Short task A: Pick out every line of the entries that follow which contains the word "below", and copy each such line in full.

Design Google Docs (Real-Time Collaborative Editing)

This problem appears in multiple sheets. Depth expectations increase as you progress:

Track	What to demonstrate
Arch 50	Show domain depth beyond the baseline: async pipelines, consistency semantics, and operational SLOs.
Arch 75	Staff angles: partition behavior, cost drivers, and MVP → production evolution with clear triggers.

Interview Prompt

Design Design Google Docs (Real-Time Collaborative Editing).

Clarifying Questions (ask before designing)

Question	Why it matters
Which of these is highest priority: OT (Operational Transformation) vs CRDT, Cursor position sync, Version vectors?	Forces scope negotiation — senior candidates trim before drawing boxes.
What scale should we design for — DAU, QPS, data volume?	Drives every capacity decision; shows structured thinking.
What are the read vs write patterns on the critical path?	Determines caching, DB choice, and replication topology.
What consistency and durability guarantees are required?	Separates strong-consistency paths from eventual ones — a senior differentiator.

Scope

In scope

OT (Operational Transformation) vs CRDT
Cursor position sync
Version vectors
WebSocket session management
Conflict-free merges
Undo/redo in collaborative context

Out of scope (state explicitly)

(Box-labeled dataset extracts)
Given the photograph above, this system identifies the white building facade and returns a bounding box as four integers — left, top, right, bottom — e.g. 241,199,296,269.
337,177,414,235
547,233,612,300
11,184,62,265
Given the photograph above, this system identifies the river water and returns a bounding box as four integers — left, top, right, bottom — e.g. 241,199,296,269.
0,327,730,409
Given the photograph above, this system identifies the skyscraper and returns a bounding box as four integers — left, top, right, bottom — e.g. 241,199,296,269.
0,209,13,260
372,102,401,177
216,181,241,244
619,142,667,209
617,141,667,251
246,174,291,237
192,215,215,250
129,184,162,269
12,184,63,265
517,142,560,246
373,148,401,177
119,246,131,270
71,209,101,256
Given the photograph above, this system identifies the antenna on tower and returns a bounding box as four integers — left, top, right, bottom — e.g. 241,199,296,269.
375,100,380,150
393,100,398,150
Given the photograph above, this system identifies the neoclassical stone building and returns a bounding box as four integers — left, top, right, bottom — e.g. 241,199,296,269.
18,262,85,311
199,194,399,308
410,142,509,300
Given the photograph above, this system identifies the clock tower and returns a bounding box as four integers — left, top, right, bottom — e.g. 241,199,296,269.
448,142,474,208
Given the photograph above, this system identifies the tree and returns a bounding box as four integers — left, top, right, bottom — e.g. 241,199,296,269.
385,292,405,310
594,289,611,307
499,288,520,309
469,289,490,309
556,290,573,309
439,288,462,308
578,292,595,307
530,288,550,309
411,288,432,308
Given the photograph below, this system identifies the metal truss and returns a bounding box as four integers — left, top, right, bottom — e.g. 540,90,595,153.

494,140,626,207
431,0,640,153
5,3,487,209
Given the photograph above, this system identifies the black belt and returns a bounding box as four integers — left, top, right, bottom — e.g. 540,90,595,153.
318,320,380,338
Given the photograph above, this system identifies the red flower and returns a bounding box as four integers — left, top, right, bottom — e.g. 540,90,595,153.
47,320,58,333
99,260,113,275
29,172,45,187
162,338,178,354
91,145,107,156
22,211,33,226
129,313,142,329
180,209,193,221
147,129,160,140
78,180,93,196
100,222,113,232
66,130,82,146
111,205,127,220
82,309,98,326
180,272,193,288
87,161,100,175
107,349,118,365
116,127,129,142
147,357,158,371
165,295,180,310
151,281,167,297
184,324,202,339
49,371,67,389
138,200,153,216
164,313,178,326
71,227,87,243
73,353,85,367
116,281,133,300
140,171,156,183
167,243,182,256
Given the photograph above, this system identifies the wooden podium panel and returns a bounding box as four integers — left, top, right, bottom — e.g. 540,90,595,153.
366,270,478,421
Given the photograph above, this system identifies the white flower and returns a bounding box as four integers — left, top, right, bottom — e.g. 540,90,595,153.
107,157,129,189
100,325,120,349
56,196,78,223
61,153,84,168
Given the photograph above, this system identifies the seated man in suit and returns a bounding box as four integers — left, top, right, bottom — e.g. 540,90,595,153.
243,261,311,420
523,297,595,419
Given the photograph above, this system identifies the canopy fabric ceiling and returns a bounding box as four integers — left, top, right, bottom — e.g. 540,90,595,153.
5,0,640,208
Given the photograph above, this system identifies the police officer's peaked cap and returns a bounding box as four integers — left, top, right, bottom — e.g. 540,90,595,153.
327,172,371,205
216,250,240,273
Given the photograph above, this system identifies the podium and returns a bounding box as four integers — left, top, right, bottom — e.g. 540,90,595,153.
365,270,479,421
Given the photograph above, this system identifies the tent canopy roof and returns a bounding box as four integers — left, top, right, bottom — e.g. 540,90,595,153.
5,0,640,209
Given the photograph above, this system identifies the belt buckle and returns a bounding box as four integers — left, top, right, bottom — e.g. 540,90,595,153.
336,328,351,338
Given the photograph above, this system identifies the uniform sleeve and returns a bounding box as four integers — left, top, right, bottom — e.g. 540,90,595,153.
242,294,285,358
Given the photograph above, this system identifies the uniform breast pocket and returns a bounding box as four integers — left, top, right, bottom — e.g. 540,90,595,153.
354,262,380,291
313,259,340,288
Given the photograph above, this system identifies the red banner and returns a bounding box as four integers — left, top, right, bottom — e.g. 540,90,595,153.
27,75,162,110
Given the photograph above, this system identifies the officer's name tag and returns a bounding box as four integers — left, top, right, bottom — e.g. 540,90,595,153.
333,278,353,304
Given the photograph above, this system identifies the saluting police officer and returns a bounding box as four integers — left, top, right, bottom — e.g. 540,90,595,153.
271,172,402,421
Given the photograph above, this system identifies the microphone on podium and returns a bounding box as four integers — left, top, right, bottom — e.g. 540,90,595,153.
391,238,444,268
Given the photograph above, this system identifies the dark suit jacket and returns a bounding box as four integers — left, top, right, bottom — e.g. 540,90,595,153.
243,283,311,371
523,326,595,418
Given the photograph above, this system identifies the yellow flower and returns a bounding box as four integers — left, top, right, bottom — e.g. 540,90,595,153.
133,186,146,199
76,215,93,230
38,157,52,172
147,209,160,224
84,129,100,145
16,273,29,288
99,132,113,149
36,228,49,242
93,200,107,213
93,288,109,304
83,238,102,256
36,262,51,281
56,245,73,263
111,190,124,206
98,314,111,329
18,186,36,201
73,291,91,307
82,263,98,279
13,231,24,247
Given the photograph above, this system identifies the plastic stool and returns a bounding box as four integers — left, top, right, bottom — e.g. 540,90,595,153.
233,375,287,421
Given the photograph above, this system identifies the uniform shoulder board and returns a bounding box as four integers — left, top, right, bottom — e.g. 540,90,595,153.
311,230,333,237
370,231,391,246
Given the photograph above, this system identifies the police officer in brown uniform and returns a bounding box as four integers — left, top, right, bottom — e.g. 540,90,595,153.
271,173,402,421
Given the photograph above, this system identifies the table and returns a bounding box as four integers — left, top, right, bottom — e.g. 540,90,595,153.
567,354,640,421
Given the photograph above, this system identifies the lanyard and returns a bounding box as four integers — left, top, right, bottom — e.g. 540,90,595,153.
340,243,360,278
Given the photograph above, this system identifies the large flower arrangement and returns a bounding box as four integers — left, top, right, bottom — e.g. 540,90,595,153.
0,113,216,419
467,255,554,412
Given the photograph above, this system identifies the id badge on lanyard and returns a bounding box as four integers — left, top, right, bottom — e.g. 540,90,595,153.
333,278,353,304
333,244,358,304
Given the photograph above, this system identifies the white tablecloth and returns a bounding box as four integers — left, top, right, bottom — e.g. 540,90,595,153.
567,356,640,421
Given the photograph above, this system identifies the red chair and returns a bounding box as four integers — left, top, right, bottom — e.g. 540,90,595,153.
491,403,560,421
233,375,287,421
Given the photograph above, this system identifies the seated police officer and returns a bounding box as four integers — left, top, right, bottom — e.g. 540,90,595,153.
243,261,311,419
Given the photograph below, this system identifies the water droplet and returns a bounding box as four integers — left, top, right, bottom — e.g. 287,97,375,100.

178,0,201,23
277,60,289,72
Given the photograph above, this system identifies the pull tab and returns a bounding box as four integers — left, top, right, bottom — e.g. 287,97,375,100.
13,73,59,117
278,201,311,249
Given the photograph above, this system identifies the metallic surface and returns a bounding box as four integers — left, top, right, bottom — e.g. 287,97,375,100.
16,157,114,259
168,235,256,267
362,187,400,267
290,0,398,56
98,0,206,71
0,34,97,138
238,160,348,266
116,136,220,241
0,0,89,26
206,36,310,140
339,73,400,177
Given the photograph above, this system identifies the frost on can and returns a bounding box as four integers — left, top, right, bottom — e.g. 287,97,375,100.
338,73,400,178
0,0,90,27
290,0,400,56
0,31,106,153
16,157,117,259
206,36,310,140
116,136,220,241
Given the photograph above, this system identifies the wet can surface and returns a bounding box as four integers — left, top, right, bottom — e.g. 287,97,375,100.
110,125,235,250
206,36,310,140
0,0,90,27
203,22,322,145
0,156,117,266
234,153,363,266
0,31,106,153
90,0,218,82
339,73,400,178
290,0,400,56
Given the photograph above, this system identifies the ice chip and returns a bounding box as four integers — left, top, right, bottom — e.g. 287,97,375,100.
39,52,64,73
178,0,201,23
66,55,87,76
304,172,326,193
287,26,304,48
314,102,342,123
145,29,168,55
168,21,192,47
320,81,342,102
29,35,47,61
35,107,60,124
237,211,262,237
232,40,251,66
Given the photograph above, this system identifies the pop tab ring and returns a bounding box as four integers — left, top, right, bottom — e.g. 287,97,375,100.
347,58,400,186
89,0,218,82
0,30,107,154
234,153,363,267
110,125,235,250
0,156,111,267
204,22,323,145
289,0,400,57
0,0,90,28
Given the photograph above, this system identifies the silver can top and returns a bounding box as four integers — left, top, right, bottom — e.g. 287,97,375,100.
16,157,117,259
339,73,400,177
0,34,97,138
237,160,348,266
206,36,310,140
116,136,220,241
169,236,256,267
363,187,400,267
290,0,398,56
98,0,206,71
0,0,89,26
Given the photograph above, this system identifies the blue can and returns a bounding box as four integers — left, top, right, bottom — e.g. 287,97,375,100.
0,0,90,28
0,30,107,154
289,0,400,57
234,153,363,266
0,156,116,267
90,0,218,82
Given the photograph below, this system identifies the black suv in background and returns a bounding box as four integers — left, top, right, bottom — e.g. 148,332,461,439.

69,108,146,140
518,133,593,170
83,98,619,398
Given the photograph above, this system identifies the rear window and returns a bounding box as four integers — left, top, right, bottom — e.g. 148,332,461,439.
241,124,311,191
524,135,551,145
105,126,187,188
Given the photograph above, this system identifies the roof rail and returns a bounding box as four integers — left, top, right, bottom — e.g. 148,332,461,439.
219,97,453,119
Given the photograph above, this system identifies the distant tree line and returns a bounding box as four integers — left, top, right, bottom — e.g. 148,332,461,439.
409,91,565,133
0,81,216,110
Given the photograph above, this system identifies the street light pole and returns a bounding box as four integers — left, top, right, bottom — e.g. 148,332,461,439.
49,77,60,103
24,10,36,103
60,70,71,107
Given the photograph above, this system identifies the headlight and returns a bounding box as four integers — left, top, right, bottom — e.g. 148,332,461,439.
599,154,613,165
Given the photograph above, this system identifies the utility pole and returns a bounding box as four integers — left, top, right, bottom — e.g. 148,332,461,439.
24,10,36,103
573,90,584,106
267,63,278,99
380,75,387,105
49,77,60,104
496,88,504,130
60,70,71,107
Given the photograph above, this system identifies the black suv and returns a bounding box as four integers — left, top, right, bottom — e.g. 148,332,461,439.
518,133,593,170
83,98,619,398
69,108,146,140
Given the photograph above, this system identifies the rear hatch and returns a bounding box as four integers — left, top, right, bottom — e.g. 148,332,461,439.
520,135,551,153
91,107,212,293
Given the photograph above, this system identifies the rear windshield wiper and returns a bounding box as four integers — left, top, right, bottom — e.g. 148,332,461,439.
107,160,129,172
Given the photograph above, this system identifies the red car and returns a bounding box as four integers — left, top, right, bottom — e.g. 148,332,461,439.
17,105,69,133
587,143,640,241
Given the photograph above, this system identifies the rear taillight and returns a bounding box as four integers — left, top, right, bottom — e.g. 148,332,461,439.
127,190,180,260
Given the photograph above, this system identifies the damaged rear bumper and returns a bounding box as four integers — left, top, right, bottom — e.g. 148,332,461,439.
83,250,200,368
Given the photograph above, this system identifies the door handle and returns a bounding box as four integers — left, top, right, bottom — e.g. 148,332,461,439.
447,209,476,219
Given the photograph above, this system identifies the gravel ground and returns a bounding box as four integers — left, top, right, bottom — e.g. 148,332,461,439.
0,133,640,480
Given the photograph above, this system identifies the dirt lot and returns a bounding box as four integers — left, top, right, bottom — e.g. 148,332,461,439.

Short task B:
Answer these questions about the Google Docs design page above:
(i) What does the Arch 75 track call for demonstrating?
(ii) According to the clarifying-questions table, what do the read vs write patterns on the critical path determine?
(iii) How many items does the page list under "In scope"?

Full answer A:
Given the photograph below, this system identifies the metal truss and returns a bounding box as four integers — left, top, right, bottom — e.g. 540,90,595,153.
Given the photograph below, this system identifies the water droplet and returns a bounding box as four integers — left, top, right, bottom — e.g. 287,97,375,100.
Given the photograph below, this system identifies the black suv in background and returns a bounding box as four integers — left, top, right, bottom — e.g. 148,332,461,439.

Full answer B:
(i) Staff angles: partition behavior, cost drivers, and MVP → production evolution with clear triggers.
(ii) Caching, DB choice, and replication topology.
(iii) Six.